*** EXERCISE TEXT ***

The main purpose of the exhibition in the power station is to be a memorial site where visitors can learn from exhibits, documents and films about the fateful pact made by the rocket engineers around Wernher von Braun with former powers in order to develop the aerospace industry.

In the mid-1960s, building on his technical experience from Peenemünde, Wernher von Braun led the design team which developed the Saturn V rocket for NASA that was used to fly to the moon. The role of the former rocket engineer in Peenemünde, however, was to develop weapons of war. Films show visitors how V-1 flying bombs worked.

These experiences formed the basis for the development of nuclear missiles by the Allies after the war. According to documents in the exhibition even Peenemünde experts took part, including in Great Britain and France, where they helped to develop the Force de Frappe.

***

TASK LIST |
1. According to the text about the Peenemünde exhibition, which rocket did Wernher von Braun's design team develop for NASA?
2. Extend the text about the Peenemünde exhibition past its final sentence.

*** DATA SHOWN ***

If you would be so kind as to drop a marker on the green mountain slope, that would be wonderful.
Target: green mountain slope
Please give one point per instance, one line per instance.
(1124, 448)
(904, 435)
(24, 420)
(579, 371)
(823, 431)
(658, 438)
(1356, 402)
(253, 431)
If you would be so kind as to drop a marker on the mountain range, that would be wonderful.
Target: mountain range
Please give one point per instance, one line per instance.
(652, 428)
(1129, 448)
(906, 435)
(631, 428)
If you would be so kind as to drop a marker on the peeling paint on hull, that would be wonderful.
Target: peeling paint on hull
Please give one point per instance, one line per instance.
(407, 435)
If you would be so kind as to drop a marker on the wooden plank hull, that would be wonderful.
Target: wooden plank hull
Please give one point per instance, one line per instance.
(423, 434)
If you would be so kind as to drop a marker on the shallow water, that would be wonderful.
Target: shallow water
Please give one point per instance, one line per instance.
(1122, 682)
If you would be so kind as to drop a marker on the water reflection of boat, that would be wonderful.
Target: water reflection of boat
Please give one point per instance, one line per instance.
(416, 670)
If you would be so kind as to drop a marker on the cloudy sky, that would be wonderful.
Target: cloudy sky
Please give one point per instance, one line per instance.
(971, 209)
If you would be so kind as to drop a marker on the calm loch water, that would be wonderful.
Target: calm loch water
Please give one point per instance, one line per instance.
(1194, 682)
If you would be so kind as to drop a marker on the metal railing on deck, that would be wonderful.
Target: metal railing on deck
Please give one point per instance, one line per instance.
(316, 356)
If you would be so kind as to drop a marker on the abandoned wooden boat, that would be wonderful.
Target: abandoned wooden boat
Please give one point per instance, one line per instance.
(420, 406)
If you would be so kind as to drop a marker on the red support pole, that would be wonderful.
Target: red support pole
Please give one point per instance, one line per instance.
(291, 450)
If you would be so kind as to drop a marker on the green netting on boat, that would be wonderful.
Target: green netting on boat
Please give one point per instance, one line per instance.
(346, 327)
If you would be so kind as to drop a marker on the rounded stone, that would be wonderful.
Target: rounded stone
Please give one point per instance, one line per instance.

***

ANSWER SET |
1. The Saturn V rocket.

2.
As part of a detailed chronicle about the test site, the living and working conditions of the forced labourers and prisoners of war in Peenemünde is illustrated. In addition, there is extensive information on concentration camp prisoners, who assembled the V1-flying bombs in Bavaria and Austria under inhuman conditions.

There is a chapel near the site which commemorates all the victims.

== Open air displays ==

Amongst the showpieces on display in the open-air part of the site are a replica V-1 flying bomb (Fieseler Fi 103) and the A4 rocket.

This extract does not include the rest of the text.